## start EXERCISE INPUT

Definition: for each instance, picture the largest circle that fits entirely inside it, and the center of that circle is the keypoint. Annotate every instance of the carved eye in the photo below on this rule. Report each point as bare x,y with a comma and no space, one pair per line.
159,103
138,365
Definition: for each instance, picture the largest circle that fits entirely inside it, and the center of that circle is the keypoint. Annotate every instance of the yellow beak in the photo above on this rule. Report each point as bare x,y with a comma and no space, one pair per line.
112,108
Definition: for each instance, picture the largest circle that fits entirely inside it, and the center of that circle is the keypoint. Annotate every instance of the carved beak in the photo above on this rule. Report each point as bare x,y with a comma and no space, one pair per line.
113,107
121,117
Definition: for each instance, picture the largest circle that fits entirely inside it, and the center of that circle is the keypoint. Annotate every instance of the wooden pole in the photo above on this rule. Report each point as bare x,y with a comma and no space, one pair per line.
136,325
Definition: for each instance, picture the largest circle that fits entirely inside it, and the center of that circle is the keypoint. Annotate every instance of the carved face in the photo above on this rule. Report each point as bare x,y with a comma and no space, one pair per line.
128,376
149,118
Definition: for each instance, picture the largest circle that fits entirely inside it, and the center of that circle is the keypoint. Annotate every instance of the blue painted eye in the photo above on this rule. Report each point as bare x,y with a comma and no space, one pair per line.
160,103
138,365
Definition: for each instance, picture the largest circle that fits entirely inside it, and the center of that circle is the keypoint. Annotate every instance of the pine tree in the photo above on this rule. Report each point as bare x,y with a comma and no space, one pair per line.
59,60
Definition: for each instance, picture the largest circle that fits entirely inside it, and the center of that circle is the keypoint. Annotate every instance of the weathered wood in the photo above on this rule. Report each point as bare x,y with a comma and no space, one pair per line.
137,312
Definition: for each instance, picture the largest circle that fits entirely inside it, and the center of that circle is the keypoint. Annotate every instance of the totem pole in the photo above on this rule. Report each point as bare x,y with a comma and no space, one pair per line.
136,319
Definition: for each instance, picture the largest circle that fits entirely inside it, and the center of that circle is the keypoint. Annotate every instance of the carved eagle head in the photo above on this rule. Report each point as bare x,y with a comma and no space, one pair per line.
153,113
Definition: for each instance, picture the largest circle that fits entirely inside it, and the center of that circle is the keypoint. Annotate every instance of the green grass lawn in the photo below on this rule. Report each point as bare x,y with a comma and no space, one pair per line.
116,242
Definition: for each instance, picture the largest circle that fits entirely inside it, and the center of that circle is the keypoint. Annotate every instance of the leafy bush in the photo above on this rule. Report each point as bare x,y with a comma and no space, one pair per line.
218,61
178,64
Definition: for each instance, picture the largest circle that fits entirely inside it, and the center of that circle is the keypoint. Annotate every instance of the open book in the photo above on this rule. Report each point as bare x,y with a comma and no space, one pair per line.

## end EXERCISE INPUT

AIM OF THE EXERCISE ▸
Rename "keypoint" to "anchor point" everywhere in the listing above, and write out every line again with nothing else changed.

ANSWER FOR THIS EXERCISE ▸
Definition: for each instance, picture the largest circle that fits entirely inside it, and the center of that circle is the anchor point. Annotate every instance of the carved eye in the photo below on this rule. Report each point as bare x,y with a comma and no space, one pair per line.
159,103
138,365
Definition: for each instance, picture the largest circle that fits entirely inside it, and the center of that circle is the anchor point. Annotate every instance of the yellow beak in the photo above on this rule. Report each point as bare x,y with a comma and no space, one pair per line.
112,108
Definition: for each instance, picture the largest circle that fits entirely inside it, and the center of that circle is the anchor point. Annotate every instance of the carved beak in the photo above on this rule. Report each point as bare x,y with a comma and no space, one pair per line.
113,107
121,117
Definition: for each instance, picture the largest circle that fits entirely inside it, and the center of that circle is the anchor point. Annotate every instance of the wooden pole in the photo above on this rule. Report each point as bare x,y with a comma and no space, one pair per line.
136,325
Definition: for each instance, picture the largest circle that fits entirely inside it, and the center of that circle is the anchor point. Annotate every instance of the carved face in the photo above on this rule. Report each point as bare x,y with a comma and no space, one pair per line.
128,376
149,118
Definition: for each instance, picture the largest circle that fits entirely inside it, and the center of that circle is the anchor point. Annotate every instance of the blue painted eye in the photo above on this rule. Report each point as bare x,y with a comma and no space, one pair per line.
160,103
138,365
Definition: for each instance, picture the largest circle that fits entirely inside it, and the center of that circle is the anchor point. Annotate every instance of the pine tree in the photo above on this rule. Report each point as bare x,y with a comma and no space, one pair per line.
59,60
Definition: for each instance, picture the largest circle that fits entirely inside it, and the center of that circle is the anchor point. Annotate every instance of the weathered wood in the photo above on this rule. Report each point as bare x,y with a comma and no space, one pair per line.
137,312
Definition: for each instance, picture the largest circle that fits entirely inside it, and the center of that circle is the anchor point. Annotate every instance of the totem pole in the photo above on this rule. Report each point as bare x,y with a comma and no space, one pair per line.
136,319
Definition: for each instance, picture the largest circle that fits entirely inside it, and the center of that circle is the anchor point. Annotate every instance of the carved eagle head in the photo above on this rule. Report each point as bare x,y with a comma and no space, one pair per line.
153,113
Definition: for each instance, picture the largest circle that fits entirely inside it, and the center of that circle is the anchor point. Annotate every instance of the green grass lawn in the photo below on this rule. Report each point as bare x,y with a comma and no space, one pair per line.
116,242
Definition: for each instance, picture the largest circle that fits entirely inside it, and the center of that circle is the anchor point. Annotate every instance of the leafy bush in the photo above on this rule. Report each point as bare x,y with a comma and no space, one pair per line.
218,61
178,64
Definition: for each instance, picture the largest circle that fits entirely inside it, and the center of that circle is the anchor point. Annotate every instance of the open book in the photo above on this rule. Report each point as bare x,y with a comma and no space, one pair per line.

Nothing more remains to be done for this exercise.